(What is required) Beginning at the line that contains "of the circular" and ending at the last line of the entries, write out each line exactly; include nothing outside that span.

(Task inputs)
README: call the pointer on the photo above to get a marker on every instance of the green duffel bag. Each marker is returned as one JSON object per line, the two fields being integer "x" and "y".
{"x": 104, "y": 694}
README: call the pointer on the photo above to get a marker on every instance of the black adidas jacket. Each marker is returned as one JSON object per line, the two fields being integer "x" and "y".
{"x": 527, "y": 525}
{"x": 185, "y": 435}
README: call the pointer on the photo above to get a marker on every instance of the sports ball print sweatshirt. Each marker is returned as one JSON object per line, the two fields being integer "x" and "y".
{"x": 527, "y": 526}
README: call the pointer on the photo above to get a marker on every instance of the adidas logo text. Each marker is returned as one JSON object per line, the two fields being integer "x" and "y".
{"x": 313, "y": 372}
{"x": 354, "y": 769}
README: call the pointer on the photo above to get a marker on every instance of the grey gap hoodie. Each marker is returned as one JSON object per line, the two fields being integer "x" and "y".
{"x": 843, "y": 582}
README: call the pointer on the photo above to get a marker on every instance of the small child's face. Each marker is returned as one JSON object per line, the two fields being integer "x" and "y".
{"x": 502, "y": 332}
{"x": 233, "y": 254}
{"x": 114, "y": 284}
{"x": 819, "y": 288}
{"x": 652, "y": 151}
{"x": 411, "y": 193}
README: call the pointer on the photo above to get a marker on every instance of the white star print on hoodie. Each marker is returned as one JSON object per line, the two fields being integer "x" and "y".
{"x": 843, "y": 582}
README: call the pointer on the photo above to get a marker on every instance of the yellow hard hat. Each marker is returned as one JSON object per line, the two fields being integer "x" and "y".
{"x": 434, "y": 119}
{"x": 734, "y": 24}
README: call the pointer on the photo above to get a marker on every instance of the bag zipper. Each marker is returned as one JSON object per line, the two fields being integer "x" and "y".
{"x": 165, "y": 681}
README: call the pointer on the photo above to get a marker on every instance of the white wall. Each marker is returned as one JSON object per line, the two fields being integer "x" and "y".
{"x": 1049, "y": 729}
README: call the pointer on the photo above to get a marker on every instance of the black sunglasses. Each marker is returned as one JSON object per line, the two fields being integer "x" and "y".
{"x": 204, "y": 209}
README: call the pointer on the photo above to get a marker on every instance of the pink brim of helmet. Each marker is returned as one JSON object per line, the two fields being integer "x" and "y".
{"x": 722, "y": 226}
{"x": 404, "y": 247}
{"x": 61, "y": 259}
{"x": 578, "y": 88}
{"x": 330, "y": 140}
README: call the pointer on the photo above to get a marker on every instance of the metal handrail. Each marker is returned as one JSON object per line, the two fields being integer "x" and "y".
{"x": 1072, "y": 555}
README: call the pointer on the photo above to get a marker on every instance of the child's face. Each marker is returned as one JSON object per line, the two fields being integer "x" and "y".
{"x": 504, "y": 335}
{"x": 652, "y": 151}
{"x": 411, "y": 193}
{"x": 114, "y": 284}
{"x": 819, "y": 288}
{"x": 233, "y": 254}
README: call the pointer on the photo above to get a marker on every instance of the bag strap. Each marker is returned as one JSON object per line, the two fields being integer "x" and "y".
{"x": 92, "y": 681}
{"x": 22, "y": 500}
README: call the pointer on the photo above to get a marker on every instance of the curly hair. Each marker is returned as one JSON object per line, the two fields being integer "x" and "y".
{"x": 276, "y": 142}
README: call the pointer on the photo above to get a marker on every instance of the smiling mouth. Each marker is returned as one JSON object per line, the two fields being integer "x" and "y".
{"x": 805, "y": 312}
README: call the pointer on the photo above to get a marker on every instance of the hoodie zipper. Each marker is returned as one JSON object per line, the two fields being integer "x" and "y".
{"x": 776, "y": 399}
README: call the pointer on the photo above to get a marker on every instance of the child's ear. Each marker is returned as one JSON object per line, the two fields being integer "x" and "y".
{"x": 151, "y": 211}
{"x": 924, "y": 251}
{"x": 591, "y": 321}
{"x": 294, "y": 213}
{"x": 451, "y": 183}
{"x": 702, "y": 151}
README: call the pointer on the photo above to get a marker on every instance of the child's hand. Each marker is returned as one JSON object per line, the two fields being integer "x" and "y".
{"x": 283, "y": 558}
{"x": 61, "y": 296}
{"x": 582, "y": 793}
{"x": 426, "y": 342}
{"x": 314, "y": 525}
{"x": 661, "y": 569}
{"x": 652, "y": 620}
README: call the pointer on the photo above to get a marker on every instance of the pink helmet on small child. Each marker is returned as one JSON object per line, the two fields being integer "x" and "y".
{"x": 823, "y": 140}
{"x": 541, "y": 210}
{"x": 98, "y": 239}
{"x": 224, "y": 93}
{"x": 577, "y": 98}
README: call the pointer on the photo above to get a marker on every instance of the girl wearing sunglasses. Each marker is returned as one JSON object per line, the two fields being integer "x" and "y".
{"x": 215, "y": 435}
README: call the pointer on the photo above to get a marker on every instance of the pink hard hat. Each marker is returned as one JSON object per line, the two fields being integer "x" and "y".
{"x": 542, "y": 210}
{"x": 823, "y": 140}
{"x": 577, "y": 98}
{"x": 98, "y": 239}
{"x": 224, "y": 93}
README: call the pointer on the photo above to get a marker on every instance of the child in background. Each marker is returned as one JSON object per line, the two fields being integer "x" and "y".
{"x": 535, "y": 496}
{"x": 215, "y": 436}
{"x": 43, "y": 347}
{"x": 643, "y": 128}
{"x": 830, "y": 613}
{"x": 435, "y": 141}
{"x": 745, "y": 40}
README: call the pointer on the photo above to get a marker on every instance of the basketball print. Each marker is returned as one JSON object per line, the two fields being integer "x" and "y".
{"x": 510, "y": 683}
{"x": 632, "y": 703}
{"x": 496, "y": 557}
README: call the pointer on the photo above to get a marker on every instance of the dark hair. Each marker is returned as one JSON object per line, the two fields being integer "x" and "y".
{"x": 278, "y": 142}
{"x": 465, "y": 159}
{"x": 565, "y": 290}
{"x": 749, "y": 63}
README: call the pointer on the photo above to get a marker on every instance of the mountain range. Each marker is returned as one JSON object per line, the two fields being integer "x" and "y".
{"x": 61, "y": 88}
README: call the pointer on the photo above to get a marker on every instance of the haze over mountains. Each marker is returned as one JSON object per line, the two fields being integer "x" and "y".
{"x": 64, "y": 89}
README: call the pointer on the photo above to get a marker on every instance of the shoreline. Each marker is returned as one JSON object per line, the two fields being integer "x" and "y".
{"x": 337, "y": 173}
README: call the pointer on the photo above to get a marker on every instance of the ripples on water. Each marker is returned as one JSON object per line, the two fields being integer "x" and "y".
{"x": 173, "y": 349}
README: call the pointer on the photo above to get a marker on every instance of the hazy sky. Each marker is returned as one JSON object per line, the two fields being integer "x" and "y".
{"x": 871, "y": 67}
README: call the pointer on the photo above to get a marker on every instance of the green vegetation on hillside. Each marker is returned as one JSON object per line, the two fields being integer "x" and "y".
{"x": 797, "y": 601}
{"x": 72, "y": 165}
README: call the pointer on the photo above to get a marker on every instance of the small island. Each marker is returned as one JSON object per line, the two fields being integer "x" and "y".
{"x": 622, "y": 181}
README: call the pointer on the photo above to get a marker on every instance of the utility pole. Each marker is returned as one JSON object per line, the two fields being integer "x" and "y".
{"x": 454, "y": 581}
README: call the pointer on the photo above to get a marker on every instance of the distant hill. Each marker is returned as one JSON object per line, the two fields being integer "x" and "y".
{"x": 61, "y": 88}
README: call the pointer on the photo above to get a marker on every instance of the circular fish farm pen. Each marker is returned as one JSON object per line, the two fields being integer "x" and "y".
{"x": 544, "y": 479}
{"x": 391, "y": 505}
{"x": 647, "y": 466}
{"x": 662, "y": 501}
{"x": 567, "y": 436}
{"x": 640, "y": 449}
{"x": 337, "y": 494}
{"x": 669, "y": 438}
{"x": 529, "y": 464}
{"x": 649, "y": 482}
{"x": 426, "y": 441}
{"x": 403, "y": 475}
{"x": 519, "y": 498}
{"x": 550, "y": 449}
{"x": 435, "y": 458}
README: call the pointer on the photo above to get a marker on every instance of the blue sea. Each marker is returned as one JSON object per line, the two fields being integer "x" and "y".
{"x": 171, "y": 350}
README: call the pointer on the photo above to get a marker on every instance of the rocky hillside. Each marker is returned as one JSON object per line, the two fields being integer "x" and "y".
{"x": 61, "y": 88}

(Task output)
README: call the pointer on the photo above to get a marker on every instance of the circular fish farm pen. Each marker is returned as one JSON object per line, the two fields being integer "x" and "y".
{"x": 544, "y": 479}
{"x": 391, "y": 505}
{"x": 647, "y": 466}
{"x": 662, "y": 501}
{"x": 567, "y": 436}
{"x": 640, "y": 449}
{"x": 337, "y": 494}
{"x": 669, "y": 438}
{"x": 529, "y": 464}
{"x": 649, "y": 482}
{"x": 426, "y": 441}
{"x": 403, "y": 475}
{"x": 519, "y": 498}
{"x": 550, "y": 449}
{"x": 435, "y": 458}
README: call the pointer on the photo above to get a marker on every instance of the blue sea. Each marker is returned as one JSON object per line, the two fields being integer "x" and "y".
{"x": 171, "y": 350}
README: call the pointer on the photo above to get a marker on every instance of the rocky hillside. Each marker is returned as one JSON object per line, the two fields being integer "x" and "y".
{"x": 61, "y": 88}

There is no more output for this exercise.